# Supplied text
|Publication number||US4840332 A|
|Application number||US 07/089,537|
|Publication date||Jun 20, 1989|
|Filing date||Aug 26, 1987|
|Priority date||Aug 26, 1987|
|Publication number||07089537, 089537, US 4840332 A, US 4840332A, US-A-4840332, US4840332 A, US4840332A|
|Inventors||David D. Hoyt|
|Original Assignee||Hoyt David D|
|Export Citation||BiBTeX, EndNote, RefMan|
|Patent Citations (6), Referenced by (20), Classifications (15), Legal Events (4)|
|External Links: USPTO, USPTO Assignment, Espacenet|
1. Field of the Invention:
This invention relates to a golf ball holder, particularly a golf ball holder for holding three golf balls in a row that can be conveniently carried in a generally vertical orientation and allows the golfer to insert or withdraw golf balls from either end of the holder.
2. Background Discussion:
There is a substantial demand for golf accessories and in particular devices for holding golf balls which allow the golfer to conveniently carry several golf balls with him during play. Typically, golf balls are sold in groups of three with the three golf balls being aligned in a row in the golf package. There are generally cylindrical tubular members employed to do this which have a slit running along the length of the tube that allows the golf balls to be inserted through this slit into the tubular member. These tubular members are generally mounted in a horizontal position on a caddy cart, or similar device, but are not ordinarily carried by the golfer. It is the objective of this invention to provide a golf ball holder which can be conveniently carried by the golfer, for example, attached to a caddy cart, a golf bag, or the belt loop of the golfer, and disposed in a generally vertical position without the golf balls being jarred loose from the holder during play.
The present invention is a golf ball holder designed to hold three golf balls aligned in a row which may be conveniently carried by a golfer in a vertical orientation without the golf balls being jarred loose yet permitting the golfer to easily withdraw or insert golf balls from either end of the holder. It is easy to manufacture and convenient to use.
There are several features of this invention which contribute to its desirable attributes. Without limiting the scope of this invention as expressed by the claims, its more prominent features will now be discussed briefly. After considering this discussion, particularly after reading the section of this application entitled DETAILED DESCRIPTION OF THE PREFERRED EMBODIMENT, one will understand how the features of this invention provide a golf ball holder which is convenient for the golfer to use and is inexpensive to manufacture.
One feature of this invention is the use of a generally cylindrical wall element formed into a tubular member having an aperture which runs along the entire length of the tubular member between opposed open ends in said member. The wall element is made of a resilient material such as plastic, which allows the wall element to expand outwardly when a golf ball is inserted into either end of the tubular member. Upon insertion of the golf ball into an open end, the wall element expands outwardly and then, because of its resilient characteristic, firmly grips the golf ball.
Another feature of this invention is that the aperture is sized so that a golf ball cannot be inserted into the tubular member through the aperture but only into the tubular member at either of the opposed open ends. The aperture, however, is sufficiently wide to allow the golfer to insert his finger into the aperture for ease of removal of a golf ball from the tubular member.

# Supplied records

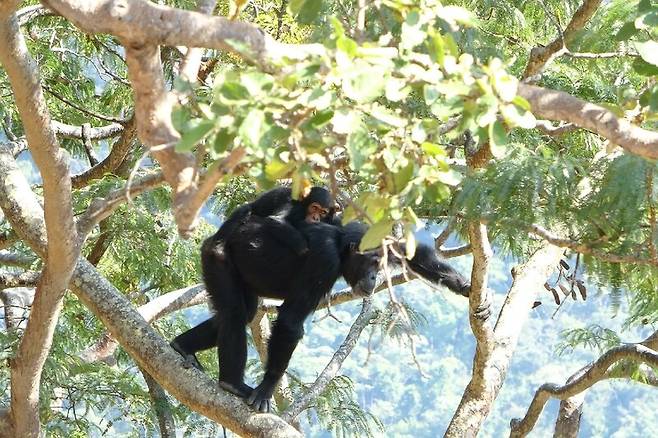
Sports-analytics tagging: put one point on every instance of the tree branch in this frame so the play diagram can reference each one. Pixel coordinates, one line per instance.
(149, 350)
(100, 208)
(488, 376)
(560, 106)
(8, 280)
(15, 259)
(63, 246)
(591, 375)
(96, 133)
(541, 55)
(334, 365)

--

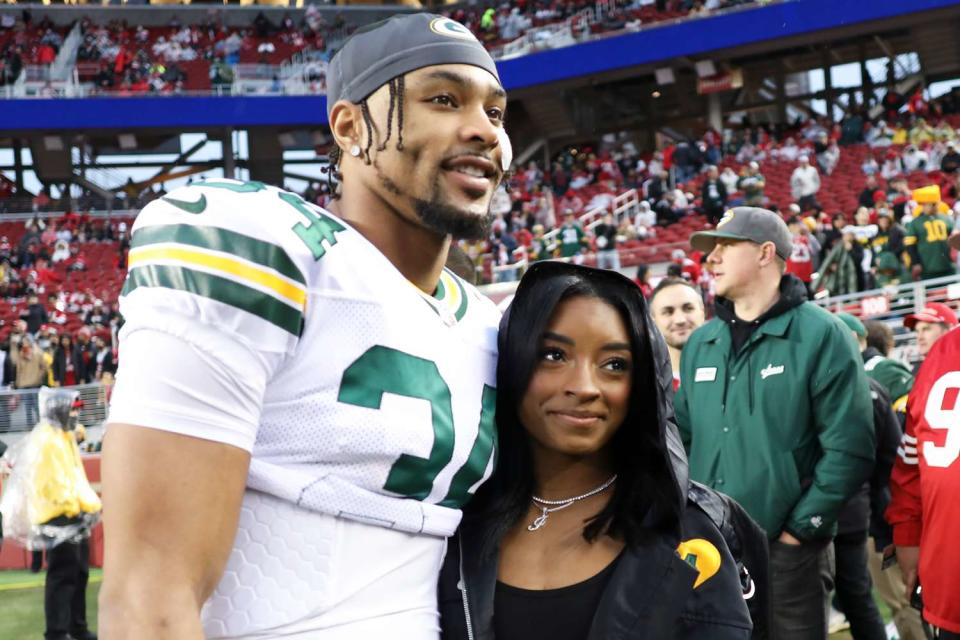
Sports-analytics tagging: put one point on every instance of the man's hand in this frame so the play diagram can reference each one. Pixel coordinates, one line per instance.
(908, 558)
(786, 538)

# Written problem
In the golf ball holder patent above, please turn the paragraph beginning "One feature of this invention" into a short bulleted list that keeps its main facts.

# Output for this task
- A generally cylindrical wall element is formed into a tubular member with opposed open ends.
- An aperture runs along the entire length of the tubular member, between the open ends.
- The wall element is made of a resilient material such as plastic.
- When a golf ball is inserted into either open end, the wall expands outward and then, being resilient, grips the ball firmly.